> _STATED PROBLEM_
How many lines in the records below contain the string "grain", with case counting? Give only the number.

== DATA EXCERPTS

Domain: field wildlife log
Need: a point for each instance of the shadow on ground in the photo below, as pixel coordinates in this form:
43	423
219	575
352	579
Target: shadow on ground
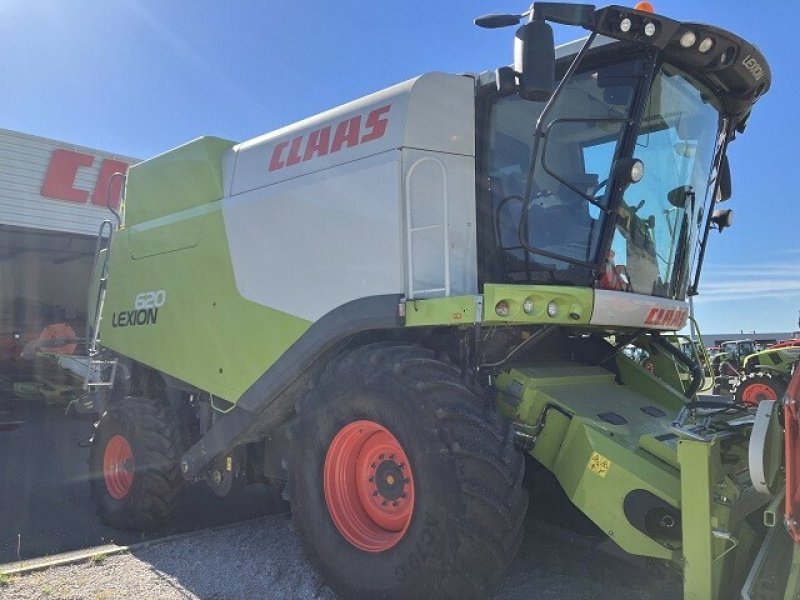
45	507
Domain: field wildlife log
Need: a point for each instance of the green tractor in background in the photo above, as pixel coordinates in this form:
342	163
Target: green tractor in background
765	374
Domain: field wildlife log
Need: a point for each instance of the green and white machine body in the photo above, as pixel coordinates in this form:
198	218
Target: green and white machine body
416	213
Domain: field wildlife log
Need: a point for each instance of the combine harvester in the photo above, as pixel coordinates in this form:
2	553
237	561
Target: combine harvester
391	308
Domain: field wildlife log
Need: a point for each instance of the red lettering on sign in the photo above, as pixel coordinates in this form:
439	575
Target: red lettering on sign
102	196
59	182
318	142
315	143
347	134
661	317
294	157
277	162
376	124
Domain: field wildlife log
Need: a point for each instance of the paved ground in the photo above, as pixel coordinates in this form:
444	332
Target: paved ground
45	506
262	559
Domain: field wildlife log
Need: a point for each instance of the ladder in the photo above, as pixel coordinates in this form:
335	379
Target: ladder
100	370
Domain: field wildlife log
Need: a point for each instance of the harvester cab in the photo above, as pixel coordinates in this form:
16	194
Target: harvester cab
493	246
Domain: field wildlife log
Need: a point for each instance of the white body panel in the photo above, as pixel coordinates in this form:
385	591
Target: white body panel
634	310
374	197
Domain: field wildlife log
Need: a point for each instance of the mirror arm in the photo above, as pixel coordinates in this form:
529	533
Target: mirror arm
693	291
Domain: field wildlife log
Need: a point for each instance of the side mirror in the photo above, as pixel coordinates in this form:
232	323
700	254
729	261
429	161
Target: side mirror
535	60
628	171
724	186
722	218
680	196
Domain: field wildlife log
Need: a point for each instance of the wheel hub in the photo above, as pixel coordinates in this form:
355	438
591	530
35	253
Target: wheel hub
118	467
390	481
756	392
369	487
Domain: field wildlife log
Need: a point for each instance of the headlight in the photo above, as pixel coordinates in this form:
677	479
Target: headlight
688	39
705	45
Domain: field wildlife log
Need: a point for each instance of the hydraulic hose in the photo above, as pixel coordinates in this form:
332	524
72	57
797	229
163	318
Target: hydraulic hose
695	370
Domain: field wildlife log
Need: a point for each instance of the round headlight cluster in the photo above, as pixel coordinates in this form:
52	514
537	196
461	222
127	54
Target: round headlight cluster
688	39
502	308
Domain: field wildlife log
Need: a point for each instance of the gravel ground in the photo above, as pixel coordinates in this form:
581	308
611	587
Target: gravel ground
263	559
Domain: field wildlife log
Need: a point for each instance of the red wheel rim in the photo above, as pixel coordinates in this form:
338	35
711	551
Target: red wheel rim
756	392
369	487
118	467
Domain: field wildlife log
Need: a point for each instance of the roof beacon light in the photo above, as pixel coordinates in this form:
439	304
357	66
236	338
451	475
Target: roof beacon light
705	45
688	39
637	171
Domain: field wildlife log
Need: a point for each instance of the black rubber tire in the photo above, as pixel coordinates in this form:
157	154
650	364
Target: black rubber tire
153	432
765	379
469	502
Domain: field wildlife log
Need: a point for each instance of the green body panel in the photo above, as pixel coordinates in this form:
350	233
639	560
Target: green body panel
574	304
605	437
201	300
454	310
640	380
182	178
568	447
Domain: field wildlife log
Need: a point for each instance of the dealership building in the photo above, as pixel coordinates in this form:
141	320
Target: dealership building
53	198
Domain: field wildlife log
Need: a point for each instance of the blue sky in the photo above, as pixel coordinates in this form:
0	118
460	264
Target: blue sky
138	77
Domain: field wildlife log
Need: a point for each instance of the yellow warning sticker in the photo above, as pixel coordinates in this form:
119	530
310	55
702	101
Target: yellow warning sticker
599	464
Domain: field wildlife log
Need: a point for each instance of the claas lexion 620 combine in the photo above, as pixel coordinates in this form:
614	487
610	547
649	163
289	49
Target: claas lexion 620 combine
394	306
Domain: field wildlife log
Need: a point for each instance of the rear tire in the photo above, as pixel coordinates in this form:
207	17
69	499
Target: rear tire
757	387
458	519
134	461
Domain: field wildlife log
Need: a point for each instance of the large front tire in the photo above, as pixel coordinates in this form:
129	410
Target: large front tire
403	482
134	459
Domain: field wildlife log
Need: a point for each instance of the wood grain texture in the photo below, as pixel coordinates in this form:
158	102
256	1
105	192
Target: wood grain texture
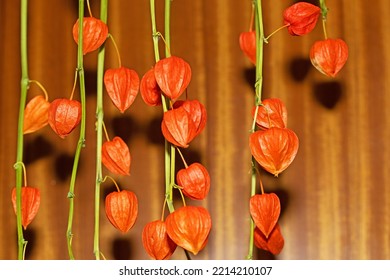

====

> _RESPONSE_
2